■ **INPUT DATA**

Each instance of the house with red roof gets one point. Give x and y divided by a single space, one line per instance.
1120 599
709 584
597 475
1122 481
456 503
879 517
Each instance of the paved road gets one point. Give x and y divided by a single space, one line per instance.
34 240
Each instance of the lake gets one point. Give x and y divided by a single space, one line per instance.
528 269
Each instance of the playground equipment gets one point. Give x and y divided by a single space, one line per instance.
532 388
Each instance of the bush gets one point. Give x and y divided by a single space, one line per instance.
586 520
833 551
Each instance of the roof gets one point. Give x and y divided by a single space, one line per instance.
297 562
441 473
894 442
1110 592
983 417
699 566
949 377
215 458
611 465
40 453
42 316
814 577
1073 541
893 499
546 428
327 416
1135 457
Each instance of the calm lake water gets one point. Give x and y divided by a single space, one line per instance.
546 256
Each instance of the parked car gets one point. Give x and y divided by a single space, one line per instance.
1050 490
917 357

■ **TASK INSTRUCTIONS**
Set the whole listing down, word for word.

■ **EXERCISE RESPONSE**
Each instance of the house with red roof gets one point. Give x and y divided by a single space, one line per instance.
1120 599
709 584
597 475
1122 481
456 503
879 517
Each instance of the paved road gets one point. Give x and y divided by a single space, one line per instance.
34 240
Each instance of the lake gets one point. Give x and y divided by a single space, one line per instance.
528 269
Each instance of the playground equipment gets one point. Give x and y divided by a single space, one line per instance.
532 388
Each instance of the bush gets one point. Give x and y divided by a single space, one line per instance.
586 520
833 551
Each instance of the roof gets one point. Give x and y divided by a single space, one line per instance.
297 562
441 473
894 442
1110 592
983 417
699 566
949 377
215 458
611 465
40 453
42 316
814 577
1073 541
893 499
546 428
327 416
1135 457
Each instance of the calm lake water gets one point. Give x and y divided by a single space, one line per instance.
546 256
Each instance of the parked car gets one point. Give x and y divided by a single space, one line per instance.
1050 490
917 357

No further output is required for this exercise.